> [SEITENAUSZUG]
Subjektive Theorien fundieren das Denken, Fühlen und Handeln des Menschen. Insofern ist davon auszugehen, dass zwischen ihrer Güte und der Wirksamkeit des daraus resultierenden Handelns ein enger Zusammenhang besteht. Je stimmiger, d.h. rationaler die Subjektiven Theorien eines Menschen sind, desto erfolgreicher sind seine Handlungen. Unausgereifte oder logisch inkonsistente Subjektive Theorien führen zu widersprüchlichem Agieren und zu Ineffektivität.

> [AUFGABENSTELLUNG A]
Schreibe bitte aus dem Seitenauszug den Abschnitt ab, der mit „Subjektive Theorien fundieren“ beginnt und sich bis einschließlich „und zu Ineffektivität.“ erstreckt.
> [AUFGABENSTELLUNG B]
Erkläre mit ein bis drei Sätzen, warum der Seitenauszug einen engen Zusammenhang zwischen der Güte Subjektiver Theorien und der Wirksamkeit des Handelns annimmt.

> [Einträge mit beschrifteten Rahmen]
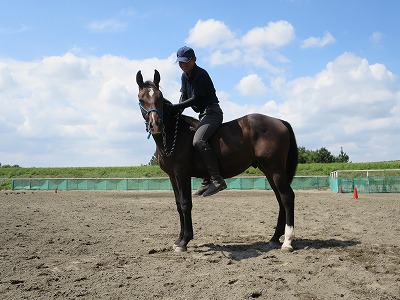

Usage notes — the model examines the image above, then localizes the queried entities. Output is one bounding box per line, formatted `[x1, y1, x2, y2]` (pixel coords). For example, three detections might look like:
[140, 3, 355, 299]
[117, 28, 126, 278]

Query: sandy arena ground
[0, 191, 400, 300]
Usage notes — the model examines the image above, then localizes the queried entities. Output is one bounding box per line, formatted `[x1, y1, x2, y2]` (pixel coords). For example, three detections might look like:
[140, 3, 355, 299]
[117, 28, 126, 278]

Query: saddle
[181, 115, 200, 131]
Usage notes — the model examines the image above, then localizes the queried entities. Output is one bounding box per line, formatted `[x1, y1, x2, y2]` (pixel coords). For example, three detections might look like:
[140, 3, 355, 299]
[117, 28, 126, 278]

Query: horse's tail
[282, 120, 299, 183]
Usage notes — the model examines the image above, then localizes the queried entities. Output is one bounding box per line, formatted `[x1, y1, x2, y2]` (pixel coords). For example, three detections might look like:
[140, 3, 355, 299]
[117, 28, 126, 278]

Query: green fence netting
[329, 176, 400, 193]
[12, 176, 400, 193]
[12, 176, 329, 191]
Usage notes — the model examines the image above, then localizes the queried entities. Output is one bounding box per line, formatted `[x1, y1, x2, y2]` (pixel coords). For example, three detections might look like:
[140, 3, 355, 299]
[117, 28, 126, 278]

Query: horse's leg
[273, 173, 295, 251]
[262, 168, 295, 251]
[267, 176, 286, 247]
[170, 176, 184, 250]
[174, 176, 193, 252]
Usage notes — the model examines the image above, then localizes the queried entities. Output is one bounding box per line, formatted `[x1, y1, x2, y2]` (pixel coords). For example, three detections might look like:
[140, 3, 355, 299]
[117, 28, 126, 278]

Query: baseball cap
[176, 46, 195, 62]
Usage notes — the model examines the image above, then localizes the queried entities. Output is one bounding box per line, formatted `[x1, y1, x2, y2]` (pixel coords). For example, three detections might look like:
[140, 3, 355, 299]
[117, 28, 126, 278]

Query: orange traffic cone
[353, 188, 358, 199]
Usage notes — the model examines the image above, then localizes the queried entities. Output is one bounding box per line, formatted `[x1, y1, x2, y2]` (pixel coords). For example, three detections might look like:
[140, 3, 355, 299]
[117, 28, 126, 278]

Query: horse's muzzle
[147, 120, 162, 135]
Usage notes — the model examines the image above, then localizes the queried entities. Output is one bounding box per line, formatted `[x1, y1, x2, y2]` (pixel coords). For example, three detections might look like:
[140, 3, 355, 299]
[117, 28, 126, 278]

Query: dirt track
[0, 191, 400, 300]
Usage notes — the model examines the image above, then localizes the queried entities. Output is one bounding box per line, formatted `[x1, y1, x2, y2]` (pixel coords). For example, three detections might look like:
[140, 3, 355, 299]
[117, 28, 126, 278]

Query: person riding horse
[173, 46, 227, 197]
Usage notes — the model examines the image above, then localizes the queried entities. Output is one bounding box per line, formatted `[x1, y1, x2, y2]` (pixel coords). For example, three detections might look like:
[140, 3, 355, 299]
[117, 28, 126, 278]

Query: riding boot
[193, 178, 211, 196]
[197, 141, 227, 197]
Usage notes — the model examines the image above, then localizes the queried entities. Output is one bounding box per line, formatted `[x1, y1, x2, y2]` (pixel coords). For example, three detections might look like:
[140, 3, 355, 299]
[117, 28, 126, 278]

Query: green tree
[336, 147, 349, 162]
[148, 152, 158, 166]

> [RICHTIGES ERGEBNIS A]
Subjektive Theorien fundieren das Denken, Fühlen und Handeln des Menschen. Insofern ist davon auszugehen, dass zwischen ihrer Güte und der Wirksamkeit des daraus resultierenden Handelns ein enger Zusammenhang besteht. Je stimmiger, d.h. rationaler die Subjektiven Theorien eines Menschen sind, desto erfolgreicher sind seine Handlungen. Unausgereifte oder logisch inkonsistente Subjektive Theorien führen zu widersprüchlichem Agieren und zu Ineffektivität.

> [RICHTIGES ERGEBNIS B]
Subjektive Theorien fundieren das Denken, Fühlen und Handeln des Menschen. Da das Handeln aus ihnen resultiert, hängt seine Wirksamkeit eng von ihrer Güte ab.